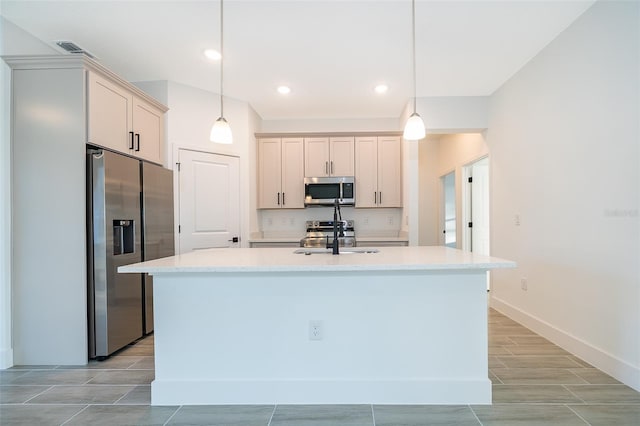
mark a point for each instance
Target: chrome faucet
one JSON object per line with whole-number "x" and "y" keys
{"x": 338, "y": 229}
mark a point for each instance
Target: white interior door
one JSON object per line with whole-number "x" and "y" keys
{"x": 449, "y": 218}
{"x": 209, "y": 200}
{"x": 480, "y": 207}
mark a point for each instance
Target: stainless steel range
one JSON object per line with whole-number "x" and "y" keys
{"x": 320, "y": 234}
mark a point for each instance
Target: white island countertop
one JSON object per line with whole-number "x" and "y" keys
{"x": 285, "y": 259}
{"x": 385, "y": 322}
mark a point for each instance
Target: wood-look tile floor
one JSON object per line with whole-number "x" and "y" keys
{"x": 534, "y": 383}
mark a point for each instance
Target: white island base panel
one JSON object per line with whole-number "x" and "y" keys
{"x": 388, "y": 337}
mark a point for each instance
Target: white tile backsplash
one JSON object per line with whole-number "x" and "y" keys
{"x": 385, "y": 222}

• **Task description**
Extract each line of the records above that contains the string "white". Matching is case-sensitive.

• **Full output**
Target: white interior door
Target: white island countertop
Target: white island base panel
Target: white tile backsplash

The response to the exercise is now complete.